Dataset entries

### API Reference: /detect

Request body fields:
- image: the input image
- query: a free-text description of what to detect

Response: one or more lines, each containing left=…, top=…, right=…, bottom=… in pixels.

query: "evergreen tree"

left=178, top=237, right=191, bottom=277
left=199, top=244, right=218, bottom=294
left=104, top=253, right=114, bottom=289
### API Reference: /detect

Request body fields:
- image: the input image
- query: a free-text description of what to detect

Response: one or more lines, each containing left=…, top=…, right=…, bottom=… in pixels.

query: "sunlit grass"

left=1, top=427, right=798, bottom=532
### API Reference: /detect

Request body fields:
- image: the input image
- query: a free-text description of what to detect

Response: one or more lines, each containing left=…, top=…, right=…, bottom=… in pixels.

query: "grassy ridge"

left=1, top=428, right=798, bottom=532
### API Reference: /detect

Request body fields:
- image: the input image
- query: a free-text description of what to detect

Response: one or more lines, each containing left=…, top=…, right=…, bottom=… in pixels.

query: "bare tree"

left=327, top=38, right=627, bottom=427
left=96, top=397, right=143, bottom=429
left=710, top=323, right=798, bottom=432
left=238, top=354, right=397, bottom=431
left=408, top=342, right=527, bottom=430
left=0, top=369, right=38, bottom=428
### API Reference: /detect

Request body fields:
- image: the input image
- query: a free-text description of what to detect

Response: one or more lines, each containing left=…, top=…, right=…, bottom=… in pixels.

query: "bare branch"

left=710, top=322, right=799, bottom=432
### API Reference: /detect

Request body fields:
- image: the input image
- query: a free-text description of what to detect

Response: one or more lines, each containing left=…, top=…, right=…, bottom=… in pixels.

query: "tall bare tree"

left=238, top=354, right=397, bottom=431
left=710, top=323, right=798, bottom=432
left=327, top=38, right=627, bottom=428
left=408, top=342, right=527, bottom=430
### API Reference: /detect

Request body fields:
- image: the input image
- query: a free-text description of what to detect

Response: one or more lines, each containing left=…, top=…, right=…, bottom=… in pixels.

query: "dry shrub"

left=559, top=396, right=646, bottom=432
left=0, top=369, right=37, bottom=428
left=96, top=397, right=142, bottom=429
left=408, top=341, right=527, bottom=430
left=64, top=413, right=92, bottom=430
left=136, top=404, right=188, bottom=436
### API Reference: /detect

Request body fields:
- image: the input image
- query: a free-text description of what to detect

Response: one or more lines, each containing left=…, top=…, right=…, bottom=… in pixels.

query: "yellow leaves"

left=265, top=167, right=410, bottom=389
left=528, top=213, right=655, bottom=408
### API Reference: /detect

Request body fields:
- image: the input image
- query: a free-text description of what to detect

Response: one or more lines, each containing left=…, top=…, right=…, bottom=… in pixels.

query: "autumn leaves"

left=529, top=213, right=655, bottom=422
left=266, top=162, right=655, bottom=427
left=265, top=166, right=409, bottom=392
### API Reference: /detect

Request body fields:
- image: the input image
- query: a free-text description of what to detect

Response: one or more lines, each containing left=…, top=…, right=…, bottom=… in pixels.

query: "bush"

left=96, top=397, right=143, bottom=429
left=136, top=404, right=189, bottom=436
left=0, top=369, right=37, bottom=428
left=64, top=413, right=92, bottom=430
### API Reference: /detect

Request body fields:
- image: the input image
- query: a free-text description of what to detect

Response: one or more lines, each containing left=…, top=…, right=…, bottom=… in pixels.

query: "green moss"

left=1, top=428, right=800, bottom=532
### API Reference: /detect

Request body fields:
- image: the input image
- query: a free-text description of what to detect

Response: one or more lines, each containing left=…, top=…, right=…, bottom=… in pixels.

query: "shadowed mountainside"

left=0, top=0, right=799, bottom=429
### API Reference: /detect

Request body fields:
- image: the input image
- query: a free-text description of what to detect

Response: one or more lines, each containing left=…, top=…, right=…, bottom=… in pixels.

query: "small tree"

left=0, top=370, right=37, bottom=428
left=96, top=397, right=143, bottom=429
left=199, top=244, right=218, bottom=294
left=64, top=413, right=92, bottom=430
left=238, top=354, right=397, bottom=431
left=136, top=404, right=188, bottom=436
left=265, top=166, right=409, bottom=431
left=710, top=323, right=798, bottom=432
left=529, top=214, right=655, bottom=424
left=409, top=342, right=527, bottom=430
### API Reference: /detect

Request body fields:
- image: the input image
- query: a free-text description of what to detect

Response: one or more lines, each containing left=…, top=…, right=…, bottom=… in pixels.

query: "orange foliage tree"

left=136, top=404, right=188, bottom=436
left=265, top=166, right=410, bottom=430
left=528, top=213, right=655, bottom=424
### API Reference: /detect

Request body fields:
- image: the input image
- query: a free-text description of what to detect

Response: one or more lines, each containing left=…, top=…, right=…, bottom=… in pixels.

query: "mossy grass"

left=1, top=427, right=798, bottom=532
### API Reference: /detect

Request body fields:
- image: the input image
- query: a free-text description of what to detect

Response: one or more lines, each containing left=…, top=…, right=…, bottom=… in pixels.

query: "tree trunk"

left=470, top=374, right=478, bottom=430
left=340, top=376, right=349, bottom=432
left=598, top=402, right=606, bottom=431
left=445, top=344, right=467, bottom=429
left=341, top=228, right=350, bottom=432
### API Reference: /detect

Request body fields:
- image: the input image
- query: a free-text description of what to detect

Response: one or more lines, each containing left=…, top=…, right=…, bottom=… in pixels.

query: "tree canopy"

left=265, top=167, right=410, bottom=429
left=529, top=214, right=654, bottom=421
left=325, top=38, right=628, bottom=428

EXERCISE PROMPT
Every record above should be copied exactly.

EXPECTED OUTPUT
### API Reference: /detect

Request body fields:
- image: the input image
- query: a free-text description of what to detect

Response: one or more lines, each containing left=…, top=…, right=…, bottom=… in pixels.

query: "evergreen tree"

left=178, top=237, right=191, bottom=277
left=199, top=244, right=218, bottom=294
left=104, top=253, right=114, bottom=289
### API Reference: /detect

Request body fields:
- image: the input image
- query: a free-text description of what to detect

Response: one or more lines, each containing left=…, top=…, right=…, bottom=… in pixels.

query: "sunlit grass"

left=1, top=427, right=798, bottom=532
### API Reference: /detect

Request body fields:
- image: the input image
- query: a free-text description of what to detect

Response: one or more lines, each containing left=…, top=…, right=…, bottom=… in pixels.

query: "grassy ridge"

left=1, top=428, right=798, bottom=532
### API Reference: /detect

Request body fields:
- image: the input image
- query: a free-text description of what to detect

Response: one or more lines, each containing left=…, top=…, right=…, bottom=… in pixels.

query: "bare tree"

left=327, top=38, right=627, bottom=427
left=96, top=397, right=143, bottom=429
left=710, top=323, right=798, bottom=432
left=238, top=354, right=397, bottom=431
left=408, top=342, right=527, bottom=430
left=0, top=369, right=38, bottom=428
### API Reference: /detect

Request body fields:
- image: the input image
- query: a free-text description of what to detect

Response: one or more lines, each containing left=…, top=…, right=…, bottom=… in pixels.

query: "bare branch"

left=710, top=322, right=799, bottom=432
### API Reference: /detect

Request body fields:
- image: the input image
- query: a free-text description of what to detect

Response: one or more lines, each containing left=…, top=…, right=…, bottom=… in pixels.

query: "tall bare tree"

left=238, top=354, right=397, bottom=431
left=710, top=323, right=798, bottom=432
left=327, top=38, right=627, bottom=428
left=408, top=342, right=527, bottom=430
### API Reference: /detect

Request body fields:
- image: the input image
- query: a free-text description of what to detect

Response: one or more lines, each containing left=…, top=…, right=…, bottom=… in pixels.

query: "dry shrub"

left=559, top=396, right=646, bottom=432
left=0, top=369, right=37, bottom=428
left=96, top=397, right=142, bottom=429
left=408, top=341, right=527, bottom=430
left=64, top=413, right=92, bottom=430
left=136, top=404, right=188, bottom=436
### API Reference: /detect

Request body fields:
- image: the input image
- query: a free-text description of what to detect

Response: one or more lines, each containing left=…, top=…, right=…, bottom=… in pixels.

query: "yellow leaves"

left=265, top=167, right=410, bottom=389
left=528, top=213, right=655, bottom=408
### API Reference: /detect

Request body fields:
- image: the input image
- query: a free-text description of what to detect

Response: one or more lines, each containing left=…, top=…, right=…, bottom=… in pixels.

query: "autumn leaves"

left=529, top=213, right=655, bottom=422
left=266, top=162, right=655, bottom=427
left=265, top=166, right=409, bottom=392
### API Reference: /detect

Request body fields:
- image: the input image
- query: a free-text description of what to detect

Response: one or more lines, each containing left=…, top=…, right=…, bottom=… in pixels.

query: "bush"

left=96, top=397, right=143, bottom=429
left=136, top=404, right=189, bottom=436
left=0, top=369, right=37, bottom=428
left=64, top=413, right=92, bottom=430
### API Reference: /detect

Request body fields:
- image: the input image
- query: a free-text description of what to detect

Response: one or more lines, each containing left=…, top=…, right=…, bottom=… in pixels.

query: "green moss"

left=1, top=428, right=800, bottom=532
### API Reference: /detect

Request body fields:
- image: the input image
- query: a free-text description of what to detect

Response: one or more lines, each containing left=…, top=…, right=…, bottom=… in pixels.

query: "shadowed mountainside"

left=0, top=0, right=799, bottom=429
### API Reference: /detect

Request body fields:
- image: the input image
- query: a free-text description of what to detect

Response: one or more lines, each containing left=…, top=…, right=…, bottom=… in pixels.

query: "small tree"

left=0, top=370, right=37, bottom=428
left=96, top=397, right=143, bottom=429
left=199, top=244, right=218, bottom=294
left=64, top=413, right=92, bottom=430
left=238, top=354, right=397, bottom=431
left=136, top=404, right=188, bottom=436
left=265, top=166, right=409, bottom=431
left=710, top=323, right=798, bottom=432
left=529, top=214, right=655, bottom=424
left=409, top=342, right=527, bottom=430
### API Reference: /detect

Request body fields:
- image: the input image
- query: a free-text description of what to detect

Response: one or more lines, each containing left=…, top=…, right=…, bottom=… in pixels.

query: "orange foliage tree"

left=136, top=404, right=188, bottom=436
left=265, top=166, right=410, bottom=430
left=528, top=213, right=655, bottom=424
### API Reference: /detect

Request body fields:
- image: the input image
- query: a free-text description of what to detect

Response: one or more lines, each containing left=…, top=…, right=…, bottom=… in pixels.

query: "mossy grass"

left=1, top=427, right=798, bottom=532
### API Reference: /detect

Request body fields:
- image: the input image
- query: a free-text description of what to detect

Response: one or more lines, each containing left=…, top=…, right=…, bottom=… in pixels.

query: "tree trunk"

left=470, top=374, right=478, bottom=430
left=340, top=376, right=349, bottom=432
left=598, top=402, right=606, bottom=431
left=445, top=344, right=467, bottom=429
left=341, top=228, right=350, bottom=432
### API Reference: /detect

Request body fields:
- image: the input image
- query: a free-text description of what to detect

Response: one or more lines, each containing left=…, top=…, right=…, bottom=… in pixels.

query: "tree canopy"

left=265, top=167, right=410, bottom=429
left=529, top=214, right=654, bottom=421
left=325, top=38, right=628, bottom=428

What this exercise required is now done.